[Exercise prompt] Retype the records word for word. Skip every image.

[Available records]
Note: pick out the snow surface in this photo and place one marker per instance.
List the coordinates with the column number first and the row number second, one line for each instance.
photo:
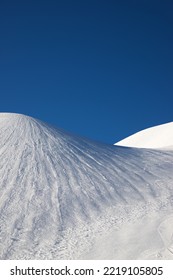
column 66, row 197
column 160, row 136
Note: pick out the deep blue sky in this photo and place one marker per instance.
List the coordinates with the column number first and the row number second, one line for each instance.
column 101, row 69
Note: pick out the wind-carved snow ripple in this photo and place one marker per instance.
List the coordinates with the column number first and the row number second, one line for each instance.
column 54, row 186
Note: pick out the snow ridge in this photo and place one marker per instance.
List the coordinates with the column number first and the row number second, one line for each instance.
column 59, row 192
column 157, row 137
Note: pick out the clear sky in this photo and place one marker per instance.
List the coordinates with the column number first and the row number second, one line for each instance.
column 101, row 69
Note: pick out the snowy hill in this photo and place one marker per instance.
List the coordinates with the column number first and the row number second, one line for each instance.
column 66, row 197
column 157, row 137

[Result of the task]
Note: pick out the snow surface in this photo and place one marker per instance.
List the coordinates with the column number first and the row number second, one line for each instance.
photo:
column 66, row 197
column 160, row 136
Note: pick out the deep blue sky in this photo and place one marker per instance.
List the coordinates with the column number first and the row number second, one line for each instance.
column 101, row 69
Note: pick out the wind-carved snow ripple in this photo and place one marker per instance.
List the coordinates with the column number first and the row number second, one line for each instance.
column 54, row 186
Note: pick out the snow ridge in this photo and place one marker per instance.
List the coordinates with the column number first and the row number second, one line for each instance.
column 59, row 192
column 157, row 137
Note: pick out the clear sky in this photo and place one marker per instance.
List the coordinates with the column number first and the row number second, one line for each instance.
column 101, row 69
Note: pick out the snowy hill in this photo and place one marker per instance.
List the coordinates with the column number first and the row number second, one line for each instance.
column 66, row 197
column 157, row 137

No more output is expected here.